Extracted records
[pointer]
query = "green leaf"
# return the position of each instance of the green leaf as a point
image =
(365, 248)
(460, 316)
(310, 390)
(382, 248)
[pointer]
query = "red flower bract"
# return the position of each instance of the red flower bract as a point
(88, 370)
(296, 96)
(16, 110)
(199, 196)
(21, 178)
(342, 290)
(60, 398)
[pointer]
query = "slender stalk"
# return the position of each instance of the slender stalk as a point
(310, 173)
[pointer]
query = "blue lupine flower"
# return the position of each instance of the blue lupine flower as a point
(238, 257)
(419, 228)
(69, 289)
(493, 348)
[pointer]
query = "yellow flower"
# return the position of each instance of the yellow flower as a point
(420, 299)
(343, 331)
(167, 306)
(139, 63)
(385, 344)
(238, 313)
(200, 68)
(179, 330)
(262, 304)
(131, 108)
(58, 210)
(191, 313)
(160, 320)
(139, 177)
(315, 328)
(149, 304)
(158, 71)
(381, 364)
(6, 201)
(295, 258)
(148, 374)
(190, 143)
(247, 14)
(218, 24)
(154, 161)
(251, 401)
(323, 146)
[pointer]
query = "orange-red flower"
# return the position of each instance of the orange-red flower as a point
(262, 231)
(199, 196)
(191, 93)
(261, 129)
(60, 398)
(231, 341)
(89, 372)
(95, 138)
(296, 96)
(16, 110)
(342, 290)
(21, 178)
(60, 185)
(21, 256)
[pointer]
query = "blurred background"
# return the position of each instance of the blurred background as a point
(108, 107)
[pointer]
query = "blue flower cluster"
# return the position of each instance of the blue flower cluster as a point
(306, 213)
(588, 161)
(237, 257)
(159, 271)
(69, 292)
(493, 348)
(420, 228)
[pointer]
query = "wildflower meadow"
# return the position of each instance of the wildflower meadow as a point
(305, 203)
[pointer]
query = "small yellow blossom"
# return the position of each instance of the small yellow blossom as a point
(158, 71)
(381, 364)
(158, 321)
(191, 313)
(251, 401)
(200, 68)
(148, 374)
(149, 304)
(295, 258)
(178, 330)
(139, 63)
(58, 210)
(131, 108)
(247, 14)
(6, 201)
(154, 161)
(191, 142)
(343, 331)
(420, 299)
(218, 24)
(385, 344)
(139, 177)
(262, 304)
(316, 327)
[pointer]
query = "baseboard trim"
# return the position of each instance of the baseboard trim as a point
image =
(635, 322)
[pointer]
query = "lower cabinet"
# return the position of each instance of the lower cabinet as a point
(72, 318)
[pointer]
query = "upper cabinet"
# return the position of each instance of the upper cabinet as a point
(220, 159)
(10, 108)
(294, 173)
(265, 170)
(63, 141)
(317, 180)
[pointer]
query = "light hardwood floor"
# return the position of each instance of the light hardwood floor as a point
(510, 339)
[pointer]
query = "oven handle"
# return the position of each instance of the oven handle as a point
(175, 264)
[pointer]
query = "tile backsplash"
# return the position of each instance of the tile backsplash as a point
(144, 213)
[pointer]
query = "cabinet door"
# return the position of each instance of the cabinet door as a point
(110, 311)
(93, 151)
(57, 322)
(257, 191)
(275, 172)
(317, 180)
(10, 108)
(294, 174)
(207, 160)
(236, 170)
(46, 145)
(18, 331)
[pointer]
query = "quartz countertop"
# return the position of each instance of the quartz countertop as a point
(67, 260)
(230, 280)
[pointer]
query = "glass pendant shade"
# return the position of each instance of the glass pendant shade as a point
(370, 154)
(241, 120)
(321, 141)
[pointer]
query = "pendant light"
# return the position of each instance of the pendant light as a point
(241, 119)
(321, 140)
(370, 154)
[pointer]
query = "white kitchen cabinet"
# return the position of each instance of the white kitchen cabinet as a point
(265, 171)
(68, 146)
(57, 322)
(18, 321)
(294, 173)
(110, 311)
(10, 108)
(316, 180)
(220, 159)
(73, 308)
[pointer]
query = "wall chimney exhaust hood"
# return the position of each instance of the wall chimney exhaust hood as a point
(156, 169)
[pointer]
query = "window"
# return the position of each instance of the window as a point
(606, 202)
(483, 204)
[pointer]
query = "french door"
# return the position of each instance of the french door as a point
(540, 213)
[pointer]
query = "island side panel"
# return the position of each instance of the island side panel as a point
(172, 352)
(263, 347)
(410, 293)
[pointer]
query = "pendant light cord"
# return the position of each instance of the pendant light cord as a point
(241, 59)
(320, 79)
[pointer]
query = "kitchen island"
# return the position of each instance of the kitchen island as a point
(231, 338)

SET PROBLEM ▸
Write out every record shown above, word for word.

RESPONSE TO THE TASK ▸
[pointer]
query = "green leaf"
# return the position of each instance of the green leaf as a point
image =
(365, 248)
(460, 316)
(310, 390)
(382, 248)
[pointer]
query = "red flower bract"
# return the position of each instance of the red flower bract as a point
(88, 370)
(296, 96)
(16, 110)
(199, 196)
(21, 178)
(342, 290)
(60, 398)
[pointer]
query = "slender stalk"
# return the position of each instance of the slender stalk as a point
(310, 173)
[pointer]
query = "blue lupine flower"
# return the position of each instance of the blue lupine flower as a point
(238, 257)
(419, 228)
(69, 289)
(493, 348)
[pointer]
query = "yellow flower"
# return the position of each instance of the yellow flower as a point
(420, 299)
(343, 331)
(167, 306)
(139, 63)
(385, 344)
(238, 313)
(200, 68)
(179, 330)
(262, 304)
(131, 108)
(58, 210)
(191, 313)
(160, 320)
(139, 177)
(315, 328)
(149, 304)
(158, 71)
(381, 364)
(6, 201)
(295, 258)
(148, 374)
(190, 143)
(247, 14)
(218, 24)
(154, 161)
(251, 401)
(323, 146)
[pointer]
query = "orange-red flower"
# return the position of each instance of the orange-red flower as a point
(262, 231)
(199, 196)
(191, 93)
(261, 129)
(60, 398)
(231, 341)
(89, 372)
(95, 138)
(296, 96)
(16, 110)
(342, 290)
(21, 178)
(60, 185)
(21, 256)
[pointer]
query = "blurred background"
# return the position of each instance of the blurred background as a point
(108, 107)
[pointer]
query = "blue flower cluster"
# return the position of each instance of the blue flower cluster as a point
(306, 213)
(588, 161)
(237, 257)
(159, 271)
(69, 292)
(493, 348)
(420, 228)
[pointer]
query = "wildflower meadow"
# return the position of each instance of the wildflower meadow as a point
(305, 203)
[pointer]
query = "small yellow blossom"
# return the position of each instance of the small yellow blossom as a point
(158, 71)
(381, 364)
(158, 321)
(191, 313)
(251, 401)
(200, 68)
(148, 374)
(149, 304)
(295, 258)
(178, 330)
(139, 63)
(58, 210)
(131, 108)
(247, 14)
(6, 201)
(154, 161)
(191, 142)
(343, 331)
(420, 299)
(218, 24)
(385, 344)
(139, 177)
(262, 304)
(316, 327)
[pointer]
query = "baseboard trim"
# return the position of each instance of the baseboard trim as a point
image =
(635, 322)
[pointer]
query = "lower cabinet"
# return the position of each instance of the lower cabinet as a point
(72, 318)
[pointer]
query = "upper cabinet"
# return the position of each instance of the upper cabinet as a point
(220, 159)
(10, 108)
(294, 173)
(265, 170)
(63, 141)
(317, 180)
[pointer]
query = "light hardwood floor"
# return the position of each instance of the light hardwood floor as a point
(510, 339)
[pointer]
query = "oven handle"
# return the position of each instance of the oven handle as a point
(175, 264)
[pointer]
query = "tile backsplash"
# return the position of each instance of the tile backsplash as a point
(144, 213)
[pointer]
query = "cabinet door"
# return the position of each instance of the cabinet door as a point
(110, 311)
(93, 151)
(57, 322)
(257, 191)
(275, 172)
(317, 180)
(10, 108)
(294, 174)
(207, 160)
(236, 170)
(46, 145)
(18, 331)
[pointer]
query = "quartz countertop"
# return the position of each instance of the quartz countertop as a point
(67, 260)
(230, 280)
[pointer]
query = "glass pendant shade"
# return the position of each instance of the glass pendant shade as a point
(370, 154)
(241, 120)
(321, 141)
[pointer]
query = "pendant light"
# return the position of each instance of the pendant light as a point
(241, 119)
(321, 140)
(370, 154)
[pointer]
query = "white kitchen cabinet"
# return the position of each instance of the white kitchen cabinet as a point
(265, 171)
(68, 146)
(57, 322)
(18, 321)
(294, 173)
(110, 311)
(10, 108)
(316, 180)
(220, 159)
(73, 308)
[pointer]
query = "wall chimney exhaust hood"
# return the position of each instance of the wall chimney exhaust hood as a point
(156, 169)
[pointer]
query = "window"
# return the position of each instance of the window as a point
(606, 202)
(483, 204)
[pointer]
query = "french door"
# return the position of each instance of the french door as a point
(540, 213)
[pointer]
query = "island side panel"
# return the position of each instance of the island side panel as a point
(172, 352)
(263, 347)
(410, 293)
[pointer]
query = "pendant light cord"
# return the position of each instance of the pendant light cord as a point
(241, 59)
(320, 79)
[pointer]
query = "kitchen island"
# return the position of each instance of the kitchen island as a point
(231, 338)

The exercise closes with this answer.